Please copy the material below word for word, keeping every line and character unchanged.
:: DATASET EXTRACT ::
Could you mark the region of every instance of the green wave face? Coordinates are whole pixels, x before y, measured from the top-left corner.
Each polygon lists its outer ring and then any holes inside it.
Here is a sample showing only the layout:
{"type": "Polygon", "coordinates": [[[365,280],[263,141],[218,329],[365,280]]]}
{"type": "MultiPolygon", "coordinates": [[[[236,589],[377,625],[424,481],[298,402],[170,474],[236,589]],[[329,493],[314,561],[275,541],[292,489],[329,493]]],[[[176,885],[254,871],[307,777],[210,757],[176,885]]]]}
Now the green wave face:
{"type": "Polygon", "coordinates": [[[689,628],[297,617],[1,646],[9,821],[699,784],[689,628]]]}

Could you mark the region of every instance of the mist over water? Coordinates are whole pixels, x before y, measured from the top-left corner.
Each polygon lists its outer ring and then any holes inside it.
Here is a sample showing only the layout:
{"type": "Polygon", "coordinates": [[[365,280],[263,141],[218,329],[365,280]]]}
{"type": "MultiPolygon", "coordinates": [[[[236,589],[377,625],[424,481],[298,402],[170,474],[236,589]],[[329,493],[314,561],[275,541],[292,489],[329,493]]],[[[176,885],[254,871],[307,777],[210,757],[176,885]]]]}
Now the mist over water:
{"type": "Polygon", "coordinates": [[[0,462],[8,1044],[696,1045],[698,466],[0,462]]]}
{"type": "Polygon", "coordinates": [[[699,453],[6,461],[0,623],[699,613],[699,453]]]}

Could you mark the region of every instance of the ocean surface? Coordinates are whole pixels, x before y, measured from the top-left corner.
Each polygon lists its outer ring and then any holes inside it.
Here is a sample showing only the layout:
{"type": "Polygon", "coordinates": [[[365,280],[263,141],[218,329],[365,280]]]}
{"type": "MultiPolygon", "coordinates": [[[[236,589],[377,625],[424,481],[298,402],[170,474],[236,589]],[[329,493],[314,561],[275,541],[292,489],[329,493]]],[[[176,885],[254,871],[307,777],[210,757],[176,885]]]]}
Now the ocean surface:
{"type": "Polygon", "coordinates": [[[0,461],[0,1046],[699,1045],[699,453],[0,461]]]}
:::
◆ CORRECT OUTPUT
Could you mark the region of every instance of the green wave face? Coordinates are whole pixels, x before y, measured from the top-left corner.
Each polygon lists its outer ring and then any holes inside it.
Here is a sample showing only the layout:
{"type": "Polygon", "coordinates": [[[365,280],[263,141],[218,329],[365,280]]]}
{"type": "MultiPolygon", "coordinates": [[[[236,589],[377,625],[424,481],[298,402],[170,474],[236,589]],[[329,493],[314,561],[275,541],[292,489],[329,493]]],[[[176,885],[254,871],[307,777],[210,757],[176,885]]]]}
Now the green wave face:
{"type": "Polygon", "coordinates": [[[689,628],[297,617],[1,646],[9,821],[699,784],[689,628]]]}

Could you mark the region of every instance of the mist over water? Coordinates are whole pixels, x before y, measured from the top-left corner.
Each polygon lists its outer ring and then any holes inside it.
Here is a sample showing only the layout:
{"type": "Polygon", "coordinates": [[[365,280],[263,141],[218,329],[365,280]]]}
{"type": "MultiPolygon", "coordinates": [[[[236,589],[377,625],[424,481],[298,402],[170,474],[236,589]],[[329,493],[314,561],[275,541],[292,489],[329,493]]],[[[176,885],[254,871],[307,777],[210,757],[176,885]]]]}
Now the mist over water:
{"type": "Polygon", "coordinates": [[[0,462],[8,1044],[696,1045],[698,466],[0,462]]]}
{"type": "Polygon", "coordinates": [[[699,453],[6,461],[0,623],[699,613],[699,453]]]}

Could you mark the region of every instance of the ocean surface? Coordinates are whole pixels, x before y, measured from the top-left corner.
Each polygon lists its outer ring and then any holes inside it.
Here is a sample showing only the layout:
{"type": "Polygon", "coordinates": [[[365,280],[263,141],[218,329],[365,280]]]}
{"type": "MultiPolygon", "coordinates": [[[[236,589],[377,625],[424,481],[298,402],[170,474],[236,589]],[[329,493],[314,561],[275,541],[292,489],[329,493]]],[[[176,885],[254,871],[307,777],[210,757],[176,885]]]]}
Now the ocean surface:
{"type": "Polygon", "coordinates": [[[0,461],[0,1046],[699,1045],[699,453],[0,461]]]}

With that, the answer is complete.